━━━━━ MATERIAL FOR THIS TASK
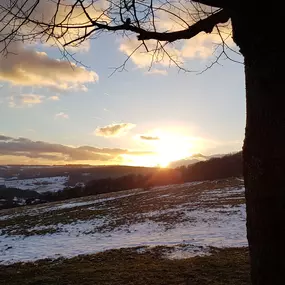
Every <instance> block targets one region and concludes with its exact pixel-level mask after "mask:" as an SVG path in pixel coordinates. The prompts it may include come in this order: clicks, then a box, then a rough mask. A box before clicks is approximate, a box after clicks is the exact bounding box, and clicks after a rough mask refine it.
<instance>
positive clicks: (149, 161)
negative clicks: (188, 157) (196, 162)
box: [123, 132, 193, 168]
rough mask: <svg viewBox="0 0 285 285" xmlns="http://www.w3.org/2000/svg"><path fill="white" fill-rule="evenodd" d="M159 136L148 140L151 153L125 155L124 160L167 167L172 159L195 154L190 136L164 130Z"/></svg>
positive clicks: (144, 163)
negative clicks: (152, 140)
mask: <svg viewBox="0 0 285 285" xmlns="http://www.w3.org/2000/svg"><path fill="white" fill-rule="evenodd" d="M154 137H156V136H154ZM157 138H159V139H156V140H153V141H148V142H146V143H147V147H148V149H150V150H151V153H148V154H145V155H140V156H134V155H123V157H124V161H125V162H126V163H127V164H130V165H136V166H158V167H161V168H165V167H168V166H169V164H170V163H171V162H172V161H176V160H180V159H183V158H186V157H189V156H191V155H192V154H193V151H192V149H193V144H192V143H191V141H190V140H189V137H185V136H183V135H178V134H175V133H165V132H164V133H159V134H158V135H157Z"/></svg>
━━━━━━━━━━
*ASSIGNED TASK:* Output every line of the entries above as a numbered list, skipping blank lines and leaving out the pictures.

*ANSWER TO THE EXERCISE:*
1. Every <instance> block targets one region and concludes with its exact pixel-level mask after "mask:" as an SVG path in pixel coordinates. The prompts it may include come in this order: clicks, then a box, then a rough mask. A box before clicks is approximate, a box after clicks is the exact bounding box, and clicks after a rough mask refine it.
2. <instance>
3. positive clicks: (149, 161)
4. negative clicks: (188, 157) (196, 162)
5. box: [123, 132, 193, 168]
6. rough mask: <svg viewBox="0 0 285 285" xmlns="http://www.w3.org/2000/svg"><path fill="white" fill-rule="evenodd" d="M159 136L148 140L151 153L125 155L124 160L167 167L172 159L195 154L190 136L164 130Z"/></svg>
7. positive clicks: (144, 163)
8. negative clicks: (152, 140)
9. mask: <svg viewBox="0 0 285 285" xmlns="http://www.w3.org/2000/svg"><path fill="white" fill-rule="evenodd" d="M154 137H156V136H154ZM157 138H159V139H156V140H153V141H148V142H146V143H147V147H148V149H150V150H151V153H148V154H145V155H140V156H134V155H123V157H124V161H125V162H126V163H127V164H130V165H136V166H158V167H161V168H165V167H168V166H169V164H170V163H171V162H172V161H176V160H180V159H183V158H186V157H189V156H191V155H192V154H193V151H192V149H193V144H192V143H191V141H190V140H189V137H185V136H183V135H178V134H175V133H165V132H164V133H159V134H158V135H157Z"/></svg>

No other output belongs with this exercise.